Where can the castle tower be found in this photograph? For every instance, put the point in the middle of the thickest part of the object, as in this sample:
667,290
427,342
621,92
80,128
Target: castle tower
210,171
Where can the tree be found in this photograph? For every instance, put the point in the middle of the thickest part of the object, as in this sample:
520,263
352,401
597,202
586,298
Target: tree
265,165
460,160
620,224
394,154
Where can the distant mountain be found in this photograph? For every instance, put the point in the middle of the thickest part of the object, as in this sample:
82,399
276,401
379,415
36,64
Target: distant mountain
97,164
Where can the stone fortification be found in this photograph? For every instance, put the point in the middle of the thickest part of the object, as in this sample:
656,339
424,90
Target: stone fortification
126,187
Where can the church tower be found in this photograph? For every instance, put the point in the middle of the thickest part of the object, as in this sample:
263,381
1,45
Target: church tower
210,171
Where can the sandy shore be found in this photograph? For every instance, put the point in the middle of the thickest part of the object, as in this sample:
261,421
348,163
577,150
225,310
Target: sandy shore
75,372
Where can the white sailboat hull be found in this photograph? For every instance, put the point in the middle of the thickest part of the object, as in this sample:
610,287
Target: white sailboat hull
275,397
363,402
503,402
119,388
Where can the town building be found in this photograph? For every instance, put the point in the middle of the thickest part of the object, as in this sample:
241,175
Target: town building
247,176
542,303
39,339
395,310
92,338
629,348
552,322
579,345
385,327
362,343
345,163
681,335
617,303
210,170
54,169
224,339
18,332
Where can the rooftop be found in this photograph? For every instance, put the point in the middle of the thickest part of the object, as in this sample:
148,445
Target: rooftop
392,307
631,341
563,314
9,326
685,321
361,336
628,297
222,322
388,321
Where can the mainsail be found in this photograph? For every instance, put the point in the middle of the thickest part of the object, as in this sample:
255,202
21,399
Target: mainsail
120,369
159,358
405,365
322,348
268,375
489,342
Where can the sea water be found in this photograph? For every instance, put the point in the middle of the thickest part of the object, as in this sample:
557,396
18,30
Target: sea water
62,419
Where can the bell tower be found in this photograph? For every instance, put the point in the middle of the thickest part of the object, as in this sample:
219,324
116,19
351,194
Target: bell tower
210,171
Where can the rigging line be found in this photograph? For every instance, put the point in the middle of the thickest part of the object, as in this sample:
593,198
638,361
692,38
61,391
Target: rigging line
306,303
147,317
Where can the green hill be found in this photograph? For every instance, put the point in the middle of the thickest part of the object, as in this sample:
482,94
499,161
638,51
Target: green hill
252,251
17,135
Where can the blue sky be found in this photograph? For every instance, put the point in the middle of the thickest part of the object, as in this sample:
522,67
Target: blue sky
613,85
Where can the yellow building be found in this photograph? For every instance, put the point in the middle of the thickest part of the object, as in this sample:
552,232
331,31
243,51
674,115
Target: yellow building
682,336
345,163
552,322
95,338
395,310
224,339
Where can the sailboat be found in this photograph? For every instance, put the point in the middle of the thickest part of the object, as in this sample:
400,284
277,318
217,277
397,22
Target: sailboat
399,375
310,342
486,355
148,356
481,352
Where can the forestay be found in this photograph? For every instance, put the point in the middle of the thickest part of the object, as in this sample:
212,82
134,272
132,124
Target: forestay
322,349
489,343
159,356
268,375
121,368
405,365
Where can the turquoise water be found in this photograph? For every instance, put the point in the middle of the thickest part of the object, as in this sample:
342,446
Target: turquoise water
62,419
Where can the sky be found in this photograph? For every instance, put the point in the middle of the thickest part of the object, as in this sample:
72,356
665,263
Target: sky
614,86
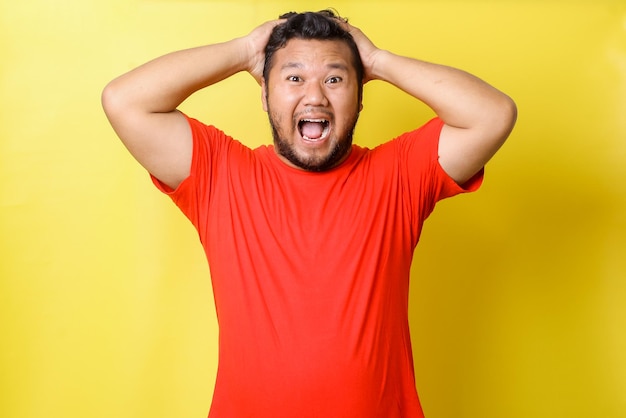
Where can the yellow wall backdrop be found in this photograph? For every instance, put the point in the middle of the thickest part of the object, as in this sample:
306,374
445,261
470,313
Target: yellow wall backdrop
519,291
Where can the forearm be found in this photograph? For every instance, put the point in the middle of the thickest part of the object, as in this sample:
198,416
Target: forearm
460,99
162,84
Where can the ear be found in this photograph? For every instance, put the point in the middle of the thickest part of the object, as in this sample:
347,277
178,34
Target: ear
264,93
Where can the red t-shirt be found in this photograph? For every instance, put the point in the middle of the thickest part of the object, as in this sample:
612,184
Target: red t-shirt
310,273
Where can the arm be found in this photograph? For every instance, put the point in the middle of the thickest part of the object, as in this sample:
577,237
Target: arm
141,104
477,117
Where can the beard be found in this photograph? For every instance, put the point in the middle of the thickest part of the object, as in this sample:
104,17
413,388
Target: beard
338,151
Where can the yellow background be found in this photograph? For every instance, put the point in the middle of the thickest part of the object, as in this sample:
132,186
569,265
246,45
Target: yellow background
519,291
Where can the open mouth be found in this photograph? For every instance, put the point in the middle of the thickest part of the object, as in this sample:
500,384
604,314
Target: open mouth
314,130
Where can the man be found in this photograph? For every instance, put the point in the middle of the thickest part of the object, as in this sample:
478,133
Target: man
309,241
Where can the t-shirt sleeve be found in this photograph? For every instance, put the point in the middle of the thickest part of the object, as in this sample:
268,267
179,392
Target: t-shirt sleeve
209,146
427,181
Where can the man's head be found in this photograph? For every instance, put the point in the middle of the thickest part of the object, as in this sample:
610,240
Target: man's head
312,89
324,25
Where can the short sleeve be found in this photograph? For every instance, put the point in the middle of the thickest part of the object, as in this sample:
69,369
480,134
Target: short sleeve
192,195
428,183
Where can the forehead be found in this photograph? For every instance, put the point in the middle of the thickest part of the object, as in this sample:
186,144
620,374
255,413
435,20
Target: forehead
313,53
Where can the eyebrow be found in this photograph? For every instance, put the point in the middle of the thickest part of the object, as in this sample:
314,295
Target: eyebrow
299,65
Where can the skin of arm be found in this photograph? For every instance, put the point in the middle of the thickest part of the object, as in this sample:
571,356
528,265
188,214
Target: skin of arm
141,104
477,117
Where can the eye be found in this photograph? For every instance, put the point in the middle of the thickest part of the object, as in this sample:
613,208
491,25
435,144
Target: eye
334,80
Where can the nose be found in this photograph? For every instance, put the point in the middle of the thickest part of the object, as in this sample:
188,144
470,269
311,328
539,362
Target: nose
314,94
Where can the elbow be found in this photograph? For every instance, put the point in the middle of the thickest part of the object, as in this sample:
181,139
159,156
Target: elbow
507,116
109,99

* * *

▸ Set exercise
Write out the listing above exactly as it stands, pictures excluded.

▸ Full output
Where can the castle tower be found in this photograph? For every instance, put the point in the middle of the thickest part of the object, as in this sample:
667,290
427,342
621,92
80,128
Target: castle tower
210,171
Where can the tree be found in this photograph? For every instance, put the point in the middle of the thickest part of the object, as in this sample:
520,263
352,401
597,202
586,298
Target: tree
265,165
460,160
620,224
394,154
Where can the distant mountain be found in this photograph? For every instance, put the point in the middle of the thickest part of the object, as in this sample:
82,399
276,401
379,415
36,64
Target: distant mountain
97,164
Where can the stone fortification be found in this photograph? For every instance, put the point in the middle of the thickest part of the object, as in this sample:
656,339
424,90
Target: stone fortification
126,187
Where can the church tower be found in this photograph? For every instance, put the point in the middle of the thickest part of the object, as in this sample:
263,381
1,45
Target: church tower
210,171
Where can the sandy shore be found in this photograph? For every instance, put the point in the middle of the thickest part of the object, as in this sample:
261,421
348,163
577,150
225,310
Target: sandy shore
75,372
Where can the white sailboat hull be found in this photograph? For every instance, put the point in the middle of the thickest part of the object, as in this sample:
610,287
Target: white sailboat hull
275,397
363,402
503,402
119,388
Where can the town building be found in this photograph? For every instance, put the point in the middle of the thickest part of the object, as in this sample:
241,175
Target: town building
247,176
542,303
39,339
395,310
92,338
629,348
552,322
579,345
385,327
362,343
345,163
681,335
617,303
210,170
54,169
224,339
18,332
Where can the rooftop be found in this photograph? For every instance, put the point in the middle of the thickest part of the object, as in this sample:
148,445
Target: rooftop
392,307
631,341
563,314
9,326
685,321
361,336
628,297
222,322
388,321
Where can the mainsail be found in this photograph? For every instance, put the point in the middle of the thickest part of the object, as in this sample:
255,202
21,399
Target: mainsail
120,369
159,358
405,365
322,348
268,375
489,342
Where can the sea water be found in this photograph? For every instance, put the point in the middle of the thickest part of the object, as in this sample:
557,396
18,30
Target: sea water
62,419
Where can the bell tower be found in this photograph? For every instance, put the point in the middle of the thickest part of the object, as in this sample:
219,324
116,19
351,194
Target: bell tower
210,171
Where can the rigging line be found in this photograph? For every instance, put the point in the middle of the thickest part of the object, as in this sample:
593,198
638,361
692,38
61,391
Target: rigging line
306,303
147,317
Where can the green hill be found in this photograph? For every instance, put the point in the middle of the thickest part of the object, as in this sample:
482,94
499,161
638,51
Target: green hill
252,251
17,135
Where can the blue sky be found in this photograph? For every instance, put the point in the middle of the thickest part of the object, as in this sample:
522,67
Target: blue sky
613,85
Where can the yellow building be found in this photograph? For every instance, put the point in the middle of the thickest part of the object, as in this sample:
552,232
331,31
243,51
674,115
Target: yellow building
682,336
345,163
552,322
95,338
395,310
224,339
Where can the sailboat be found in this photograph? For every instance, put the point in the middle of the thickest part of the object, as in this sample:
400,284
277,318
217,277
397,22
Target: sailboat
399,375
310,342
486,355
148,356
481,352
Where can the forestay be found in this photograph? For every instance, put the point in the middle of the thickest part of the object, as in this sample:
212,82
134,272
132,124
Target: forestay
322,349
489,343
159,356
268,375
121,368
405,365
Where can the turquoise water be found in this photograph? For every instance, put the point in the middle of the thickest part of the object, as in this sample:
342,446
Target: turquoise water
62,419
Where can the sky be found in this photograph? For every instance, put the point in the middle of the thickest part of the object, as in this sample:
72,356
665,263
Target: sky
614,86
Where can the yellow wall backdrop be found in this photograph? For every instance, put the point in the middle of the thickest part of the object, as in this sample:
306,374
445,261
470,313
Target: yellow wall backdrop
519,291
Where can the forearm be found in this photograph? For every instance, put the point in the middle of the thickest part of the object, as in this sample:
198,416
Target: forearm
460,99
162,84
Where can the ear be found in this photograph? For every instance, put the point in the middle of the thickest part of the object, as in this sample:
347,277
178,34
Target: ear
264,93
Where can the red t-shirt be found in this photograph? For every instance, put the point in the middle of the thickest part of the object, as in this sample:
612,184
Target: red t-shirt
310,273
Where can the arm be found in this photograph? For every instance, put the point in the middle of the thickest part of the object, as in this sample:
577,237
Target: arm
141,104
477,117
Where can the beard be found in this photograph? For every instance, put the point in the middle of the thickest part of the object, as in this sample:
104,17
413,388
Target: beard
338,151
Where can the yellow background be found in this photograph? For every instance, put the point in the middle of the thickest part of the object, as in this sample:
132,186
569,265
246,45
Target: yellow background
519,291
Where can the open mouth be found in this photograph? For every instance, put the point in the middle of the thickest part of the object, as in this sample:
500,384
604,314
Target: open mouth
314,130
Where can the man be found in this photograph? For every instance, put the point in the middle of the thickest part of the object, as in this sample:
478,133
Target: man
309,241
Where can the t-shirt sleeve be found in this photograph? For every instance, put the point in the middle of the thickest part of the object, as in this sample:
268,267
179,392
Target: t-shirt sleeve
209,146
427,181
Where can the man's head be found in this photograph? For every instance, put the point in the middle of the thickest part of the object, as in this sample:
610,240
Target: man's head
312,89
324,25
Where can the short sleeve be found in this photograph? For every instance, put the point in the middle of the thickest part of the object, as in this sample:
69,369
480,134
Target: short sleeve
192,195
428,183
Where can the forehead be found in this photograph? For every instance, put the point in the middle of the thickest part of the object, as in this sample:
186,144
620,374
255,413
435,20
Target: forehead
313,53
Where can the eyebrow be found in this photograph? For every instance, put the point in the middle of the thickest part of the object, as in this sample:
314,295
Target: eyebrow
299,65
Where can the skin of arm be found in this photograph? For every instance, put the point in the middle of the thickest part of the object, as in this sample:
571,356
528,265
188,214
Target: skin of arm
141,104
477,117
Where can the eye be found in this photograph? For every instance, put the point in the middle of the thickest part of the object, as in this sample:
613,208
491,25
435,144
Target: eye
334,80
Where can the nose be found in this photograph? For every instance, put the point in the middle of the thickest part of the object, as in this sample:
188,144
470,269
311,328
539,362
Target: nose
314,94
Where can the elbow be found in this photograph? For every instance, put the point in the middle of the thickest part of the object, as in this sample:
181,139
159,156
Target: elbow
507,116
109,99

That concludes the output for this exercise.